**CONSEGNA**
Nel testo sulla bottega Pecchioli, a quanti metri sotto terra si trova la cantina visitata?

Bottega Pecchioli a Poggio alla Malva

La lentezza del tempo che scorre

In un caldo pomeriggio di un venerdì di fine giugno salgo la strada piena di tornanti che mi porta alla piccola frazione di Poggio alla Malva, poco distante dalla vecchia stazione di Carmignano e dall’ex dinamitificio Nobel e da Artimino, alla ricerca di un po’ di fresco.

Quando scendo mi rendo conto, con non poco rammarico, che neanche a Poggio alla Malva riesco a trovare quel che sto cercando, e mi dirigo verso la piazza centrale del paese, Piazza Ariodante Naldi, dove si trova la bottega di alimentari Pecchioli.

Entro nel negozio e dietro il banco c’è il signor Giovanni, il proprietario, che sta servendo un cliente. In esposizione ci sono prodotti di vario genere, dagli ortaggi ai salumi e formaggi fino alla pasta e gli articoli per la casa.

Ad accogliermi è il figlio Paolo, che mi conduce attraverso un corridoio di casa sua per farmi scendere a visitare la cantina, cinque metri sotto terra, dove per prima cosa mi mostra la sua collezione di vini rossi, accumulati dalla famiglia nell’arco di tre generazioni a partire dagli anni Trenta. Le bottiglie provengono da Capezzana, Castelletti, Chianti Rufina, Malmantile e da Marcialla e Morocco. Poi, ci spostiamo nella prima stanza, dove Paolo custodisce i prodotti dei suoi vigneti ed oliveti, e quindi olio, IGT toscano bianco, rosato e rosso ed alcune varietà di miele, tra cui acacia, castagno, melata di bosco e millefiori. Su un tavolo bianco sono disposte quelle che chiama, con un certo orgoglio, le sue “tavolozze”, ovvero abbinamenti particolari e ricercati di formaggi. E poi c’è la “stanza della stagionatura”, dove da trecento anni si affinano formaggi e prosciutti, prodotti da aziende a gestione familiare. Proprio qui trovo quel che cerco per combattere la calura estiva; il fresco mi viene servito anche in un calice di vino rosato, quello dei vigneti di Paolo e il viaggio, dalle profondità della casa, diventa anche culinario e culturale, attraverso la storia della sua famiglia, le tradizioni e mille aneddoti. E’ lo stesso viaggio che ascoltano gli ospiti italiani e stranieri. Lo stesso che adesso racconterò anche a voi.

All’interno di questa bottega si ha l’impressione che il tempo si sia fermato: può raccontarci la storia di questo negozio e di come si è evoluto nel corso del tempo?
Quello che conosciamo deriva dai documenti che sono stati rinvenuti negli archivi storici del Comune di Lastra a Signa e che viene tramandato grazie ai racconti della mia famiglia.

Nel Settecento il borgo di Poggio alla Malva non era dove si trova adesso, ma era spostato in basso in prossimità del fiume Arno e faceva parte delle Signe, ovvero Signa, Lastra a Signa e Ponte.

**RECORD ESTRATTI**
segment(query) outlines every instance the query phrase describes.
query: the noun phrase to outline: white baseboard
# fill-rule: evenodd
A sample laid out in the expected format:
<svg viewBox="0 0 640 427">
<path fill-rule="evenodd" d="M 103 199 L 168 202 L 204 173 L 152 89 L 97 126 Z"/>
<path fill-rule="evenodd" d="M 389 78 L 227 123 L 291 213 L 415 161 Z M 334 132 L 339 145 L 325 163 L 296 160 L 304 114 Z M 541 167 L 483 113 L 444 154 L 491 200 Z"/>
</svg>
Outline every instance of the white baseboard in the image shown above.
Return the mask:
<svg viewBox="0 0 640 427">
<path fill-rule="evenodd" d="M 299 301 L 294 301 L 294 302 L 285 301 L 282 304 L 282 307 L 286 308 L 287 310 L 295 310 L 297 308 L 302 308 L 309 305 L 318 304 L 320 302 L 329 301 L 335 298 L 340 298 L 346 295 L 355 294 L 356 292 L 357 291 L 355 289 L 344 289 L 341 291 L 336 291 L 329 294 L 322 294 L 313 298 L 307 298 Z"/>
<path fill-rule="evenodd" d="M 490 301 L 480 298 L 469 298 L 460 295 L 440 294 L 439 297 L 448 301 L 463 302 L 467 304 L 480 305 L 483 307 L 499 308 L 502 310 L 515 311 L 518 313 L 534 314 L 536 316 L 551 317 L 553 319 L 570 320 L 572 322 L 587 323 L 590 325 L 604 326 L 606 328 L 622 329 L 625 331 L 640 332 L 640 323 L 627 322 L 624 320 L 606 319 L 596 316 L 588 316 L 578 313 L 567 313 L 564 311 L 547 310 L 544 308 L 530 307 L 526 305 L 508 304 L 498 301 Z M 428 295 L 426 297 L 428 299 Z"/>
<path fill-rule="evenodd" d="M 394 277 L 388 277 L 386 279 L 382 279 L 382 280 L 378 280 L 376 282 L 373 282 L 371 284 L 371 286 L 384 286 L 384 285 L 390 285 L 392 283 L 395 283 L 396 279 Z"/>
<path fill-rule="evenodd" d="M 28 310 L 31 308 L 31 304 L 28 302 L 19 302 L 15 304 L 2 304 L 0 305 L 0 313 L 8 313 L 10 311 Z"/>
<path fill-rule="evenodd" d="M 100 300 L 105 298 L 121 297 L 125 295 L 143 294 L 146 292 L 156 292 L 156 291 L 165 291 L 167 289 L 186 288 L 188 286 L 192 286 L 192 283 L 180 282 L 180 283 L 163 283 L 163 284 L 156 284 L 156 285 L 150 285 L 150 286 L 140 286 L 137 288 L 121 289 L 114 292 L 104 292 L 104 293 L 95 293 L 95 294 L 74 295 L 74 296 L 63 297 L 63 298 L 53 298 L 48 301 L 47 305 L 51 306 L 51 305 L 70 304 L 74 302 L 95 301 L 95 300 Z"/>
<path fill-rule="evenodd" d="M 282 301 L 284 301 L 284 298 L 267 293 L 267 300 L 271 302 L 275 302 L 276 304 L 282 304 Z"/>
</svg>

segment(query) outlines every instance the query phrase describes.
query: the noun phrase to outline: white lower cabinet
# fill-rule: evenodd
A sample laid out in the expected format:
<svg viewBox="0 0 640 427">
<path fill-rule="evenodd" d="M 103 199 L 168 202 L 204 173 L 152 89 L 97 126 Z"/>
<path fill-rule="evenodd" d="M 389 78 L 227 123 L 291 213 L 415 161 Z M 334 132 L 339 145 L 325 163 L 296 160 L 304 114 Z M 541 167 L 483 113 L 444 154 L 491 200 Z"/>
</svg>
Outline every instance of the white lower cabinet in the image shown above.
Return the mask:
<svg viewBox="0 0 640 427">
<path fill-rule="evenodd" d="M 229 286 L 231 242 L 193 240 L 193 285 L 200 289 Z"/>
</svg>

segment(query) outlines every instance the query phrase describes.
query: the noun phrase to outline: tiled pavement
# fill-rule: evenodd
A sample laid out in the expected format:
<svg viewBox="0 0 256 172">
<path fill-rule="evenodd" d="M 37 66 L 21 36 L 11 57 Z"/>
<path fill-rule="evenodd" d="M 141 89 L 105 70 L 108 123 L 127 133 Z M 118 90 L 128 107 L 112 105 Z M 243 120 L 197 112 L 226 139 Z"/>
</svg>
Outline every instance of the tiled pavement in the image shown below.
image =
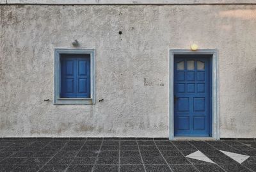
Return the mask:
<svg viewBox="0 0 256 172">
<path fill-rule="evenodd" d="M 186 157 L 197 150 L 216 164 Z M 2 139 L 0 171 L 256 171 L 256 141 Z"/>
</svg>

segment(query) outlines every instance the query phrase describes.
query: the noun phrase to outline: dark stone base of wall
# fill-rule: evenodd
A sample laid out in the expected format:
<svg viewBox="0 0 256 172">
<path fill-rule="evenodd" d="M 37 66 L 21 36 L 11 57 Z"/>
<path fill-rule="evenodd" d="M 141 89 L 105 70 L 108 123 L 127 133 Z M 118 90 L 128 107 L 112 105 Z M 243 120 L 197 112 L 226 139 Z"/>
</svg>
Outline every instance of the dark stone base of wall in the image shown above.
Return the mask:
<svg viewBox="0 0 256 172">
<path fill-rule="evenodd" d="M 168 137 L 0 137 L 1 140 L 169 140 Z M 256 138 L 220 138 L 221 141 L 255 141 Z"/>
<path fill-rule="evenodd" d="M 1 137 L 0 140 L 92 140 L 92 139 L 115 139 L 115 140 L 168 140 L 168 137 Z"/>
</svg>

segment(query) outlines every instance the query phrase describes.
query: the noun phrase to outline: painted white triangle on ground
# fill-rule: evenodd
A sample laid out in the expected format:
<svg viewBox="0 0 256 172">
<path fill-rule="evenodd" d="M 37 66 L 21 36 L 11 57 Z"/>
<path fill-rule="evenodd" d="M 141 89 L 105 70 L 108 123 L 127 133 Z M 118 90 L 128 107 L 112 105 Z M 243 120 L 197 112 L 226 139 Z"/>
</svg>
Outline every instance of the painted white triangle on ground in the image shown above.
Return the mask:
<svg viewBox="0 0 256 172">
<path fill-rule="evenodd" d="M 195 159 L 205 161 L 207 162 L 215 164 L 214 162 L 211 160 L 209 158 L 208 158 L 205 155 L 204 155 L 203 153 L 202 153 L 200 150 L 195 152 L 194 153 L 192 153 L 186 157 L 188 157 L 188 158 L 191 158 L 191 159 Z"/>
<path fill-rule="evenodd" d="M 241 164 L 243 162 L 246 160 L 248 158 L 250 157 L 250 156 L 248 155 L 244 155 L 239 153 L 236 153 L 233 152 L 229 152 L 224 150 L 220 150 L 222 153 L 223 153 L 225 155 L 226 155 L 228 157 L 230 157 L 238 163 Z"/>
</svg>

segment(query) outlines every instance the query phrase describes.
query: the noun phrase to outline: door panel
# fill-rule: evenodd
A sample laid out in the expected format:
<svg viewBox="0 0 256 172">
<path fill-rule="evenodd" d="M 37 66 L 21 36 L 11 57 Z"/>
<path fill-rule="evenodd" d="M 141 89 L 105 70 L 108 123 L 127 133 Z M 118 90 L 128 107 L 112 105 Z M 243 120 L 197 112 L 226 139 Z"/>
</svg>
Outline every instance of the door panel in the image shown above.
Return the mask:
<svg viewBox="0 0 256 172">
<path fill-rule="evenodd" d="M 210 65 L 202 55 L 175 56 L 175 136 L 211 136 Z"/>
</svg>

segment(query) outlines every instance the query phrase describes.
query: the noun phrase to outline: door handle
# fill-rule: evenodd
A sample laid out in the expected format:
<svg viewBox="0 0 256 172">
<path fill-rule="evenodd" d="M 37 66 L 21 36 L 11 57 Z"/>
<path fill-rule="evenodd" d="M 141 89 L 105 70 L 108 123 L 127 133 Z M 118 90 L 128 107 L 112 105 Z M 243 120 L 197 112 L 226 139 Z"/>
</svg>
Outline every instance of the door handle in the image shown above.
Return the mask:
<svg viewBox="0 0 256 172">
<path fill-rule="evenodd" d="M 177 100 L 178 100 L 178 98 L 175 95 L 174 95 L 173 100 L 174 100 L 174 104 L 175 104 Z"/>
</svg>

**SOLUZIONE**
La cantina si trova cinque metri sotto terra.